Instructions to follow:
Filter the records below, copying every line that contains the string "face".

(Entries from a pointing dataset)
···

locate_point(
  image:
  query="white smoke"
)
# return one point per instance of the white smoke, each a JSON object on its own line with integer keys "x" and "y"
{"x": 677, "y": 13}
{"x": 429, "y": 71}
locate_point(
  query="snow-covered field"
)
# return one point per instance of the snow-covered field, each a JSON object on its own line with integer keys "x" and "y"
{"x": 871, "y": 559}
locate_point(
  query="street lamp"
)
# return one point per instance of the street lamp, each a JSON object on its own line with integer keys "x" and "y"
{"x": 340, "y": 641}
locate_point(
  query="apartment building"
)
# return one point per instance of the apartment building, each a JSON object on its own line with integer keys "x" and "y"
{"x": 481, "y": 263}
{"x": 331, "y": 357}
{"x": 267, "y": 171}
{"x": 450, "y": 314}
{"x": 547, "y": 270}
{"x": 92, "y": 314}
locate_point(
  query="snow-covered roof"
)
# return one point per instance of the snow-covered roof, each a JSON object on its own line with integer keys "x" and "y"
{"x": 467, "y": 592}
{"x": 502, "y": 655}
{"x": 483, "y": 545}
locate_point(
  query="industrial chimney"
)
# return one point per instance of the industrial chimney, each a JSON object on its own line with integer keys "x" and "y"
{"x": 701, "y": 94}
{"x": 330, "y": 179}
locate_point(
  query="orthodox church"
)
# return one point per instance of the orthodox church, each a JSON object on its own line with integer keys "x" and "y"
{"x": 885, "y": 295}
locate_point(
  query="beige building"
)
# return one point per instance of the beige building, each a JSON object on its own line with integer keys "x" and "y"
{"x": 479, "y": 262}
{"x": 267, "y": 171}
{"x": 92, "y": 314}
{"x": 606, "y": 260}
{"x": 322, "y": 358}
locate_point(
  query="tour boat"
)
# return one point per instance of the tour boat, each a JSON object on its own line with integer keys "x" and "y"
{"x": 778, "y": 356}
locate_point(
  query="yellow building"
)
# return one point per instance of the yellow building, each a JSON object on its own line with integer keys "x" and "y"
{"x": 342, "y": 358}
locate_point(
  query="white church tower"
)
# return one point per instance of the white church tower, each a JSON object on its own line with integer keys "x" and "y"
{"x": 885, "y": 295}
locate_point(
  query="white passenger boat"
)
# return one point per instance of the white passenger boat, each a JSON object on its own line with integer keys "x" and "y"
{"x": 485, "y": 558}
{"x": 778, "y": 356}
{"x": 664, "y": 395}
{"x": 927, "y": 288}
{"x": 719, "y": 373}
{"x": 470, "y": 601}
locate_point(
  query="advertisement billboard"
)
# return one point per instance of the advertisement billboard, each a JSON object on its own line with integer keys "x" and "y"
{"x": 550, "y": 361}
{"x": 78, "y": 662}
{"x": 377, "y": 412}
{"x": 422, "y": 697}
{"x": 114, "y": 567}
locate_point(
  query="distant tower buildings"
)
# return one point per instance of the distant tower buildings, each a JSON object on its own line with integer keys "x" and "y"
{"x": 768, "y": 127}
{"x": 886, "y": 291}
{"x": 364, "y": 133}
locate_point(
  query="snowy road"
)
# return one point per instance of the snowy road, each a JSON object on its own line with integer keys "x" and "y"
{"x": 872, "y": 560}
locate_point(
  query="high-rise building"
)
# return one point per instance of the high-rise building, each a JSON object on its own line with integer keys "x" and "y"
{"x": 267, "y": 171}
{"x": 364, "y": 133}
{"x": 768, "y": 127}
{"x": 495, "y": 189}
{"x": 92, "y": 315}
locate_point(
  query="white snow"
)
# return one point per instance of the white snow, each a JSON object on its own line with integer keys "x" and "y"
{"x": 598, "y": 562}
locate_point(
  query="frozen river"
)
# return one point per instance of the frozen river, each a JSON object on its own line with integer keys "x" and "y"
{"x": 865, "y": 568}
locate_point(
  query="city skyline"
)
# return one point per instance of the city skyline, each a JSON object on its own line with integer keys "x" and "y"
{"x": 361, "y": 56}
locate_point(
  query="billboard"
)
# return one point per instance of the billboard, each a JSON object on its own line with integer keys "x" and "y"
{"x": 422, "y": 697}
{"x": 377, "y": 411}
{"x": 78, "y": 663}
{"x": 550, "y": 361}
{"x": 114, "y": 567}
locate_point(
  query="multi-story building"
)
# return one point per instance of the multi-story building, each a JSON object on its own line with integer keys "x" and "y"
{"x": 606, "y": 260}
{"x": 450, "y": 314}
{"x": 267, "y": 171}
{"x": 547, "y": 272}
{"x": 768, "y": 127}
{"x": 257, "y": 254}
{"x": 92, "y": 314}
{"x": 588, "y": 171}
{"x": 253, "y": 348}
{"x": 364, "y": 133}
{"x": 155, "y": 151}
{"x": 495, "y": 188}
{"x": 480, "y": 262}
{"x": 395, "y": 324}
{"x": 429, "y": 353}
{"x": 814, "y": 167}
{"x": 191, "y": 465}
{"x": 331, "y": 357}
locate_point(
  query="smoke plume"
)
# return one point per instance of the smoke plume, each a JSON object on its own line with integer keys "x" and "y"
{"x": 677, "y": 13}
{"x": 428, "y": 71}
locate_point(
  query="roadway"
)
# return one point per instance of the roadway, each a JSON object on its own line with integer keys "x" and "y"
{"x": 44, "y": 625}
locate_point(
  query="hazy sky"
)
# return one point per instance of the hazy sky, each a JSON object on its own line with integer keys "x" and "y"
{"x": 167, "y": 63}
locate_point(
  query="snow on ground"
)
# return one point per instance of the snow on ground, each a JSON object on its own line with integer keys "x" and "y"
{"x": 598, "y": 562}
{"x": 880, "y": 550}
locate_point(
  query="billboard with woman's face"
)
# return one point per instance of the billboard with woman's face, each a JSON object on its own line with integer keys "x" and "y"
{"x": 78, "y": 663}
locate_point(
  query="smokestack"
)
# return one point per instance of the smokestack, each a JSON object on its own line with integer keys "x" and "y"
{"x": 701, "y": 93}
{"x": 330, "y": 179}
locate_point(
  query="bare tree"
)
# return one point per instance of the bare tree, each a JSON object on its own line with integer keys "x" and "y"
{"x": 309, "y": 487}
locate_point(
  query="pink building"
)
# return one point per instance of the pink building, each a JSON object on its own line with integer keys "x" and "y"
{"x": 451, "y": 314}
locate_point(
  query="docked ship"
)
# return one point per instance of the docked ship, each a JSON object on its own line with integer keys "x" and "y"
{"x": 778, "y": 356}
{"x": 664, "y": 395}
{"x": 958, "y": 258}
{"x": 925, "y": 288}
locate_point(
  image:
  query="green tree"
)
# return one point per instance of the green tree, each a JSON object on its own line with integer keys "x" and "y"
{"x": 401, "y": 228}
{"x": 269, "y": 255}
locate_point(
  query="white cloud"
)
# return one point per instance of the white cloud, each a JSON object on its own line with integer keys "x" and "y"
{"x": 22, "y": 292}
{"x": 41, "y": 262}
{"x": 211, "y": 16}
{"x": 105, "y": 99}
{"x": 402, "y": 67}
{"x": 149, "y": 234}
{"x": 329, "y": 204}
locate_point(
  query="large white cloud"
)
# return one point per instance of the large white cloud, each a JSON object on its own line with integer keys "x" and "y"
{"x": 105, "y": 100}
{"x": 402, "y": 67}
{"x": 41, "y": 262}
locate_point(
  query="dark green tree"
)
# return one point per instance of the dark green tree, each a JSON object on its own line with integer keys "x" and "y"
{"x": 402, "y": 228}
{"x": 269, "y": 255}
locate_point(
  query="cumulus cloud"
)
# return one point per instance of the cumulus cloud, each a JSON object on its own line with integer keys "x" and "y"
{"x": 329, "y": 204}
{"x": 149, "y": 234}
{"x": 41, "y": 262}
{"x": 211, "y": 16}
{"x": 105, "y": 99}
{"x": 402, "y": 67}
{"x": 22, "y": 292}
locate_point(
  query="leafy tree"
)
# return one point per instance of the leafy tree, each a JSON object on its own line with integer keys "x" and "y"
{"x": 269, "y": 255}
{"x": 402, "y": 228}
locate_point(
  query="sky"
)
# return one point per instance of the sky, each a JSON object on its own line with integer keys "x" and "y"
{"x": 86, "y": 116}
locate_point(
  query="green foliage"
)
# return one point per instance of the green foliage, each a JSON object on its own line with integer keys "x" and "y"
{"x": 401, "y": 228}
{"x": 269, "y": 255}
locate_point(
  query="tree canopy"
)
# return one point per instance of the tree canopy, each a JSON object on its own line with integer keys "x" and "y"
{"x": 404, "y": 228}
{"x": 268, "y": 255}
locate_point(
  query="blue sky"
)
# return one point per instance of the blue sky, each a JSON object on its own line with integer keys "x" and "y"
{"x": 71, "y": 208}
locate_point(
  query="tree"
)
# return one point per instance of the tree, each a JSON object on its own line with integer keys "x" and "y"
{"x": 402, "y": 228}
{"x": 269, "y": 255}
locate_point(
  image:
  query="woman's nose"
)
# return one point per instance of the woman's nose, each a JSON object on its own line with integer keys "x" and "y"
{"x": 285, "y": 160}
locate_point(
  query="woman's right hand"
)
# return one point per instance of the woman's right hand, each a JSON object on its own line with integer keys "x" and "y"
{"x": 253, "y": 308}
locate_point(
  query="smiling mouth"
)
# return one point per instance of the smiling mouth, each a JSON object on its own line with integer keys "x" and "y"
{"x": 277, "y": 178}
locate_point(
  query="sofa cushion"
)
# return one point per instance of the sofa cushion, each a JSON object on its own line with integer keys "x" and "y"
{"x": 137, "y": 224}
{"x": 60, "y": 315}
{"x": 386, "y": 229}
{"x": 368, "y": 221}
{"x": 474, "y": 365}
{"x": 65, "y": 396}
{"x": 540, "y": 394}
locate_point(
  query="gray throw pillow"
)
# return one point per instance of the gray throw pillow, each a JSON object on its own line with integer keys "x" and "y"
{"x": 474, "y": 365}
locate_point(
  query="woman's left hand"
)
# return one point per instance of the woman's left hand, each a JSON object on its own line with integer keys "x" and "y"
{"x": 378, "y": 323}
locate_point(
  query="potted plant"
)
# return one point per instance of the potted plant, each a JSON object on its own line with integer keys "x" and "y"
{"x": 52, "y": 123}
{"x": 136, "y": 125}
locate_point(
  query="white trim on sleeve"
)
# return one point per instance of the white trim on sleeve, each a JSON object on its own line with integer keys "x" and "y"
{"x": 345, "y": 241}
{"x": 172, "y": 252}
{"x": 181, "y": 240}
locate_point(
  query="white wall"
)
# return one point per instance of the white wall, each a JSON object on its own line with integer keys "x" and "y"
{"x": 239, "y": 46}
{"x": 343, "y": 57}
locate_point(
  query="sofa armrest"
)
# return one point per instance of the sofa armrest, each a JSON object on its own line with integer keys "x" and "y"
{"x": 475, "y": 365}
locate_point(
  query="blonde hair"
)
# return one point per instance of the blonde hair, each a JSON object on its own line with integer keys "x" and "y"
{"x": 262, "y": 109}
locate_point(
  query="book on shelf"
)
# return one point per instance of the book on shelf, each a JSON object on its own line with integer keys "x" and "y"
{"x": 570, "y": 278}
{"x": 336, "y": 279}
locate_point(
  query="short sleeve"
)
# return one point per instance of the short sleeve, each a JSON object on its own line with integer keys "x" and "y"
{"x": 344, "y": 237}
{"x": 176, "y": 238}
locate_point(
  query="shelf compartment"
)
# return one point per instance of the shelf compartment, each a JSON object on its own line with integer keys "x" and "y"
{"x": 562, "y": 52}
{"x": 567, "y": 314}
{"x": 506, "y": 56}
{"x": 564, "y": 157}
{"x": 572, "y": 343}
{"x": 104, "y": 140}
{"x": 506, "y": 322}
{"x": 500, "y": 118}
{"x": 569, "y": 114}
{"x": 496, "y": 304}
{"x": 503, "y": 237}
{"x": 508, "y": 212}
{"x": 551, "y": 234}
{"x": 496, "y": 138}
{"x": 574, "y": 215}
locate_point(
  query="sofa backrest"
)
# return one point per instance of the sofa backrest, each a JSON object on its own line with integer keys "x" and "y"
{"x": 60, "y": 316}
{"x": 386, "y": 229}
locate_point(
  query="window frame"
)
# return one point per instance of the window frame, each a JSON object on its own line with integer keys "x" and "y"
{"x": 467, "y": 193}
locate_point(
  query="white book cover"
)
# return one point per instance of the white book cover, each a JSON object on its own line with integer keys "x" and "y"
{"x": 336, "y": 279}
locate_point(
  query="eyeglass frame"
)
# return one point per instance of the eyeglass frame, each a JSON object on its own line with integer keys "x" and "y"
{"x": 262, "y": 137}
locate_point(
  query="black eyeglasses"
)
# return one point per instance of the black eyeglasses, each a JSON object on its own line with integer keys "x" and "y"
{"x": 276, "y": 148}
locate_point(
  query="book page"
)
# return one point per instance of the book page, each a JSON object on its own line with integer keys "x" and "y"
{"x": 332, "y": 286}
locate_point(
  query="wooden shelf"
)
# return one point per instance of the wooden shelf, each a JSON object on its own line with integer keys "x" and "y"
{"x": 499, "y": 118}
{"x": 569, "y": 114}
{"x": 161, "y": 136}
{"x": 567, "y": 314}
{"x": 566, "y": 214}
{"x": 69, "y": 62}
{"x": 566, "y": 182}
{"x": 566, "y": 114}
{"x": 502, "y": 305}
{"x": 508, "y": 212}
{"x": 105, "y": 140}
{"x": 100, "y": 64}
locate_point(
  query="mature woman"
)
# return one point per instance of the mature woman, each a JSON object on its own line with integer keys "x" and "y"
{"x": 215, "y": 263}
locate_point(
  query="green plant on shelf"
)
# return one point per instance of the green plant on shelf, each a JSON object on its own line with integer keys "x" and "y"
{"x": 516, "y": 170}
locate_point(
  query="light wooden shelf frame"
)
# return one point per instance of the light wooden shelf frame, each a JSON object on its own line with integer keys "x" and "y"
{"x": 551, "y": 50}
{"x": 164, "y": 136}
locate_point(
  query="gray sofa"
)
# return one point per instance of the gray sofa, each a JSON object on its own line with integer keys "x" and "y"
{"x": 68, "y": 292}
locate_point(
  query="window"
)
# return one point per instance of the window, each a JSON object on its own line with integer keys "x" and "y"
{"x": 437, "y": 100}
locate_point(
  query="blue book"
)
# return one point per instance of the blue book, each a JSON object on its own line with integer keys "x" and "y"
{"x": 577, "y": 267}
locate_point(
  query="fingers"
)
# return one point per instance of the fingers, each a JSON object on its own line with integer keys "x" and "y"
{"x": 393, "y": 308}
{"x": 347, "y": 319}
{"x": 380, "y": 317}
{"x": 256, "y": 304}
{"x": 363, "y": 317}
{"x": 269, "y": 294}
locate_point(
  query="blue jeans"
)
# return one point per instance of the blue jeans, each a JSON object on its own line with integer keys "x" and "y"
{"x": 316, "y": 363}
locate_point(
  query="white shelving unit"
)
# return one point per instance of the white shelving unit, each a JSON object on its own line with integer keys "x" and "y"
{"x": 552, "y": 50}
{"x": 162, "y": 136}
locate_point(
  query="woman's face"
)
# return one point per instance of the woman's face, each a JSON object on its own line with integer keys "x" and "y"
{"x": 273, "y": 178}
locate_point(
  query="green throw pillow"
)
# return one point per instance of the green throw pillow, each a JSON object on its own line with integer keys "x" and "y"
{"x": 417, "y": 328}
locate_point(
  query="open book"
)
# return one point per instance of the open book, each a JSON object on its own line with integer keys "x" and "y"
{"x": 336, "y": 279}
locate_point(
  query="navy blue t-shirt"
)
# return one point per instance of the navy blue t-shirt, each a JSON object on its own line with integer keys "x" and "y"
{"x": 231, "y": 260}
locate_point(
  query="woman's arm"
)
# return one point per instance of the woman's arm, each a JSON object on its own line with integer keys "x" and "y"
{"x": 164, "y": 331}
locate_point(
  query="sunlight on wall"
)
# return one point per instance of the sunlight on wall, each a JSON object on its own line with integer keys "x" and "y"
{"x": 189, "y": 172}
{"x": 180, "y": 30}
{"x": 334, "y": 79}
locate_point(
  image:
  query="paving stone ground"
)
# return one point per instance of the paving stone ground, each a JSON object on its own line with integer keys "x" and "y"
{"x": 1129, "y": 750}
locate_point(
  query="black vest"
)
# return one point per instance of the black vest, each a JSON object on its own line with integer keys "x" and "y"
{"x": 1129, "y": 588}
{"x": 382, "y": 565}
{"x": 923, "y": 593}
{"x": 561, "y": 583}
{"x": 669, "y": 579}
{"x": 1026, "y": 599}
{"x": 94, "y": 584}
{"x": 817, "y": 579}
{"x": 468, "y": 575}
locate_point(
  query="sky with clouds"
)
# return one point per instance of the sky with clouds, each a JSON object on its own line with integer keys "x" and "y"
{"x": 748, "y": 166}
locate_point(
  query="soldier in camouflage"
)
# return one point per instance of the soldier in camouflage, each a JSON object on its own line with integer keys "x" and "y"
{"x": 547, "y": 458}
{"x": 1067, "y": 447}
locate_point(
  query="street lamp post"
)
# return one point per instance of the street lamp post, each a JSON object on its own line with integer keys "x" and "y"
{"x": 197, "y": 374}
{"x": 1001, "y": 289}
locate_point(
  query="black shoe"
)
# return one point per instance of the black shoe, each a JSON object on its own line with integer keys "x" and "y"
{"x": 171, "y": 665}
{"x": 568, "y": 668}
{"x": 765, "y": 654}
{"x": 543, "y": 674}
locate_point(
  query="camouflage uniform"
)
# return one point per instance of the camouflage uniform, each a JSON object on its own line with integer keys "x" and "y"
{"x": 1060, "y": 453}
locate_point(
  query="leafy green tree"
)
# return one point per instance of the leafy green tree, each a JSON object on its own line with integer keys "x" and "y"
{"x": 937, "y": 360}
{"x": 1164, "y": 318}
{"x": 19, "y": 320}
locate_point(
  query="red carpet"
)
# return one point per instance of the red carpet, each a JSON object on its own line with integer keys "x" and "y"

···

The result:
  query="billboard with woman's face"
# return one point per instance of the billboard with woman's face, each a JSON object on its own line with integer keys "x" and "y"
  query="woman's face"
# return one point per instance of the woman's face, each a JSON object on its own line with integer keys "x" and "y"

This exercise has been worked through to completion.